_Texte proposé_
┌──
La scientifique n’explique pour l’instant pas pourquoi le Québec arrive en tête du nombre de cas confirmés de la COVID-19 au pays. La province utilise-t-elle la même méthodologie qu’ailleurs ? Plus de tests sont-ils effectués ici ? La semaine de relâche du Québec, qui arrive plus tôt qu’en Ontario, a-t-elle mis davantage de voyageurs à risque, alors que des restrictions de voyage n’étaient pas encore annoncées ? Ces questions demeurent ouvertes.

Mais Mme Machouf s’est dite rassurée mardi de constater que le taux d’hospitalisation est pour l’instant inférieur à ce que prévoyait le gouvernement dans ses scénarios.

« Ce qui nous réconforte, c’est que le taux d’hospitalisation est à environ 7 ou 8 % pour l’instant, alors que le ministère de la Santé s’est préparé à un taux de 15 %. On est très correct, mais c’est sûr qu’on est encore au tout début de l’augmentation de notre courbe épidémique. Il faut s’attendre tout au long de la prochaine semaine d’avoir un nombre de cas importants qui seront confirmés », a-t-elle prévenu.

Des discussions avec Ottawa

François Legault a soutenu mardi qu’il est encore « prématuré » pour le gouvernement Trudeau d’invoquer la Loi sur les mesures d’urgence. Le premier ministre faisait ainsi écho à l’appel téléphonique tenu la veille entre les provinces et Ottawa. « C’est important que le Québec garde toute sa flexibilité », a prévenu M. Legault.

« Je comprends que dans une situation idéale, on pourrait prendre le temps de tout uniformiser dans les provinces, mais la situation est différente d’une province à l’autre et puis je pense que c’est important que le Québec garde toute la marge de manœuvre pour mettre en place des mesures rapidement », a-t-il expliqué.
└──
_Données fournies_
┌──
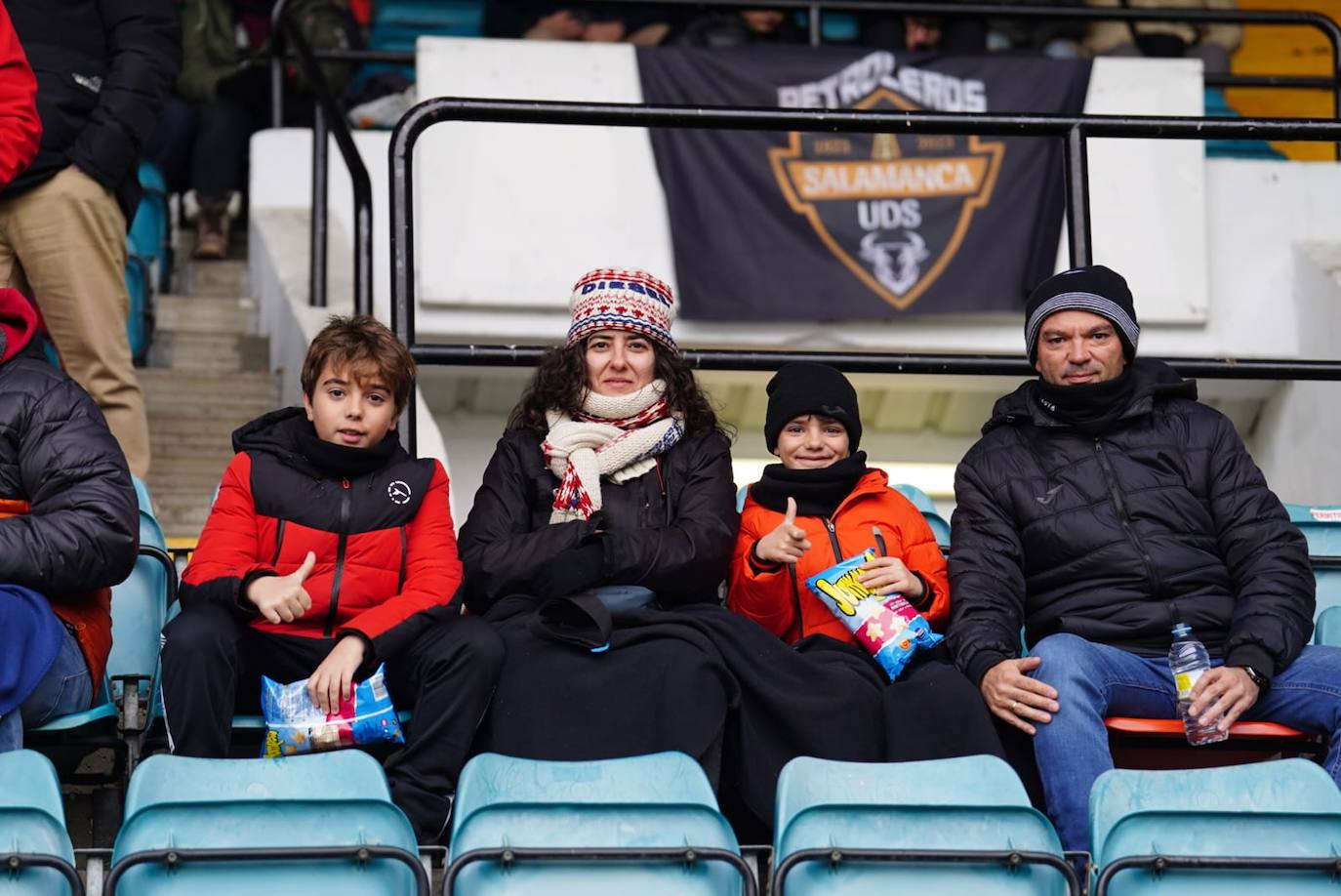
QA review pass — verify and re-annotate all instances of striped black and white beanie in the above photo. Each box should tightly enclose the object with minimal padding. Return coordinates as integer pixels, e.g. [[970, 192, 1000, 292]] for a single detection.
[[1025, 265, 1141, 363]]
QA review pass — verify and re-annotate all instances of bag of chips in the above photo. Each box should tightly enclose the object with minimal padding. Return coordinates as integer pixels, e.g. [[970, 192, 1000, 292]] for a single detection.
[[806, 548, 943, 681], [261, 666, 405, 757]]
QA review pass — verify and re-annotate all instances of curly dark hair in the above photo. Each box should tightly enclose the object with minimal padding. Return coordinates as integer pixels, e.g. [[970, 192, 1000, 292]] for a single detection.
[[507, 342, 734, 438]]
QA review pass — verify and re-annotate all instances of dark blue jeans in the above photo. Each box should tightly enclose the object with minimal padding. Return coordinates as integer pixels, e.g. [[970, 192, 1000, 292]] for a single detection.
[[1030, 634, 1341, 849], [0, 631, 93, 753]]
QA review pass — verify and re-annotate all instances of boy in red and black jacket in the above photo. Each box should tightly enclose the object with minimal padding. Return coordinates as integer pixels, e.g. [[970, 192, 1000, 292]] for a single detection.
[[162, 316, 503, 842]]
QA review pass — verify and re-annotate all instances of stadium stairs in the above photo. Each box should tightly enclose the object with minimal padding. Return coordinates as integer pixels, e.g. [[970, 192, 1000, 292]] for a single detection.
[[140, 241, 279, 541]]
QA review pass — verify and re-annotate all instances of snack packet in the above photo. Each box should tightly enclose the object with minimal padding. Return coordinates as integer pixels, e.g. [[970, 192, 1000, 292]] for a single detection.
[[806, 548, 943, 681], [261, 666, 405, 757]]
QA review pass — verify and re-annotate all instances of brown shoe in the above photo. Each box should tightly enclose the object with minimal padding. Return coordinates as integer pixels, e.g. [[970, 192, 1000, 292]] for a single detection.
[[186, 193, 241, 259]]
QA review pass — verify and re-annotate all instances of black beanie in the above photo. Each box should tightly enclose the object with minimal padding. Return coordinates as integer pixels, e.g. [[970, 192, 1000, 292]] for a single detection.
[[1025, 265, 1141, 363], [763, 361, 861, 453]]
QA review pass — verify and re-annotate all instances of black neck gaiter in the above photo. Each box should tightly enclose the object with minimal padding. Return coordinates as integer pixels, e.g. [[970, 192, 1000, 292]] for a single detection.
[[1034, 368, 1136, 436], [298, 424, 401, 479], [750, 451, 867, 516]]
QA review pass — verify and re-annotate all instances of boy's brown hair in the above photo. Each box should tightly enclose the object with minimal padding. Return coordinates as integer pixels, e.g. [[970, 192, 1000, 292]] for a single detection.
[[299, 314, 415, 413]]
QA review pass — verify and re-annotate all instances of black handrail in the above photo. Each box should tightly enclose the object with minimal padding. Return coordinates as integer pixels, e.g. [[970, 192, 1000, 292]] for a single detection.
[[271, 0, 373, 314], [388, 98, 1341, 452]]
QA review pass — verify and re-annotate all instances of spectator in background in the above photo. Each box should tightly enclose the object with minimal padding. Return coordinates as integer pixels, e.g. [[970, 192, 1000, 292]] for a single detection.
[[1085, 0, 1243, 72], [0, 288, 139, 753], [667, 10, 806, 47], [484, 0, 671, 47], [0, 0, 181, 476], [858, 1, 987, 54], [147, 0, 351, 259], [0, 5, 42, 187]]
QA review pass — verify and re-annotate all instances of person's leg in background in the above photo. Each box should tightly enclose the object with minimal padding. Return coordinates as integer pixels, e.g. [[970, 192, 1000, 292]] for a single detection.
[[0, 166, 149, 477]]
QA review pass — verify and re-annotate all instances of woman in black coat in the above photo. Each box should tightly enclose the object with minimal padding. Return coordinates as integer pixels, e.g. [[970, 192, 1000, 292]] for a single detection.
[[460, 268, 738, 779]]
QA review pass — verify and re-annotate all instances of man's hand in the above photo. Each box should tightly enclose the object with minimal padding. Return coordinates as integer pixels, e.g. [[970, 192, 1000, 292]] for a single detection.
[[857, 526, 925, 601], [307, 634, 363, 714], [1190, 666, 1261, 731], [247, 551, 316, 625], [753, 498, 810, 563], [979, 656, 1058, 735]]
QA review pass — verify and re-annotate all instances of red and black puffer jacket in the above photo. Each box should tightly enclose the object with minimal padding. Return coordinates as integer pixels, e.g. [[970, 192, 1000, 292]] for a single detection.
[[181, 408, 462, 657]]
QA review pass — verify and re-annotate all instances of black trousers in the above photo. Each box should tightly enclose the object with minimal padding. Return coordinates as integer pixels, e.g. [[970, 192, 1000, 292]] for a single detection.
[[162, 605, 503, 842]]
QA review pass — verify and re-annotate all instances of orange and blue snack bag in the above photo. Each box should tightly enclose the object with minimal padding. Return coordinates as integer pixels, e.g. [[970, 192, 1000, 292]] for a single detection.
[[261, 666, 405, 757], [806, 549, 943, 681]]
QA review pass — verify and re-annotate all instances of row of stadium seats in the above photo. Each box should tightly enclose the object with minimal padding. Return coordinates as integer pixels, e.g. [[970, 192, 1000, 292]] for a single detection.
[[8, 750, 1341, 896]]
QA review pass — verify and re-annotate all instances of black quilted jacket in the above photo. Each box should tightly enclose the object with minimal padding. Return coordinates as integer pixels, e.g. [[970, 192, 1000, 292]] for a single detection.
[[458, 430, 740, 613], [950, 359, 1315, 681]]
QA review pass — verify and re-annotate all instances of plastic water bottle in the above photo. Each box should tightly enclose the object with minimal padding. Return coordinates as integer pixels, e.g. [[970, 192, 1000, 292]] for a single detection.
[[1169, 623, 1230, 747]]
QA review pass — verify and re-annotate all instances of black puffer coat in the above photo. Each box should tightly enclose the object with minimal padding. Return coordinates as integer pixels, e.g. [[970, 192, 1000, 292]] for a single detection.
[[458, 429, 740, 613], [950, 361, 1315, 681], [4, 0, 181, 220]]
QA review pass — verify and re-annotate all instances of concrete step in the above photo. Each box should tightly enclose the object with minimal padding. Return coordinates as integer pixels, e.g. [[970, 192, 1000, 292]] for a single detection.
[[154, 293, 256, 334], [187, 258, 248, 299], [149, 330, 269, 374]]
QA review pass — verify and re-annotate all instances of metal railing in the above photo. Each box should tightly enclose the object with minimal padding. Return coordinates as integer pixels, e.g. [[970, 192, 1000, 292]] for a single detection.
[[271, 0, 373, 314], [269, 0, 1341, 314], [390, 98, 1341, 452]]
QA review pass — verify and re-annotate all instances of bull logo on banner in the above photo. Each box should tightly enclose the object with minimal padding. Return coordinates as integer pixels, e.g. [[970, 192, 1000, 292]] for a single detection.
[[768, 86, 1006, 311]]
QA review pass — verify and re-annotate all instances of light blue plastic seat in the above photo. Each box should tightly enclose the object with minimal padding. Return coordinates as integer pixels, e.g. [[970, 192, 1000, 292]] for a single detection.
[[106, 750, 427, 896], [0, 750, 83, 896], [1089, 759, 1341, 896], [1284, 505, 1341, 628], [24, 477, 177, 767], [890, 483, 950, 549], [448, 753, 755, 896], [772, 756, 1069, 896]]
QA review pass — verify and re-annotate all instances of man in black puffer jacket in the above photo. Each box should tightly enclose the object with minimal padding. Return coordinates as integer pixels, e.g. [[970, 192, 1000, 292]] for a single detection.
[[0, 0, 181, 476], [950, 266, 1341, 849]]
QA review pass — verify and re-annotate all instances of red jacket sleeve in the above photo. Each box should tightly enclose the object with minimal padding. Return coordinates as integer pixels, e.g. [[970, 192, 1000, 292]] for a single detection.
[[727, 506, 796, 638], [180, 455, 275, 612], [0, 4, 42, 187], [340, 464, 462, 659]]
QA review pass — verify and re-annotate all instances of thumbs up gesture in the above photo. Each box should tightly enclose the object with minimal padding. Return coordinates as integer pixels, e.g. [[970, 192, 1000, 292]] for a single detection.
[[247, 551, 316, 625], [753, 498, 810, 563]]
└──
_Mise en pratique_
[1] D'après le texte sur la COVID-19 au Québec, pour quel taux d'hospitalisation le ministère de la Santé s'était-il préparé ?
[2] Poursuivez le texte sur la COVID-19 au Québec à partir de sa dernière phrase.

_Réponses fournies_
[1] Pour un taux de 15 %.

[2]
François Legault a également réitéré auprès d’Ottawa que la « priorité des priorités » est l’approvisionnement en matériel médical, surtout les équipements pour exécuter les tests, comme les écouvillons. Il assure cependant que le Québec est suffisamment équipé pour encore « quelques semaines ».

« On pense que la crise va durer plus que quelques semaines, a-t-il souligné. Il y a des commandes qui sont passées. Il faut voir si elles vont être respectées […] C’est important que le gouvernement fédéral donne un coup de main pour s’assurer qu’après ces quelques semaines, on va continuer d’avoir tous les équipements nécessaires. »

La ministre de la Santé, Danielle McCann, a aussi voulu être rassurante après que des membres du personnel du réseau de la santé se sont montrés inquiets dans certains médias quant à la disponibilité de masques et de blouses de protection (« jaquettes »).

« Il y en a assez pour toutes les régions. On révise chaque jour et les consignes sont transmises à tous les établissements du Québec. »

— La ministre de la Santé, Danielle McCann

François Legault a par ailleurs évoqué publiquement le fait que le fédéral pourrait acheminer dès le 6 avril les premiers chèques aux travailleurs qui auront besoin de l’assurance-emploi. « Bon, M. Trudeau m’a dit que les chèques vont être disponibles le 6 avril. Ça, c’est dans deux semaines », a-t-il relaté devant les journalistes.

L’affirmation de M. Legault a surpris à Ottawa. On précise que c’est plutôt le nouveau système pour traiter le nombre très élevé des demandes qui doit être prêt autour du 6 avril prochain. Lorsque le système sera en fonction, il faudra de trois à cinq jours pour traiter une demande et procéder au versement du montant, a indiqué une source gouvernementale.

Oui à la marche… et au vin !

Au cours des prochaines semaines, le gouvernement Legault demande toujours aux Québécois de rester à la maison, dans la mesure du possible, sauf s’ils travaillent dans les services essentiels, pour aider une personne âgée en lui apportant à la maison son épicerie, entre autres, ou pour aller faire une marche.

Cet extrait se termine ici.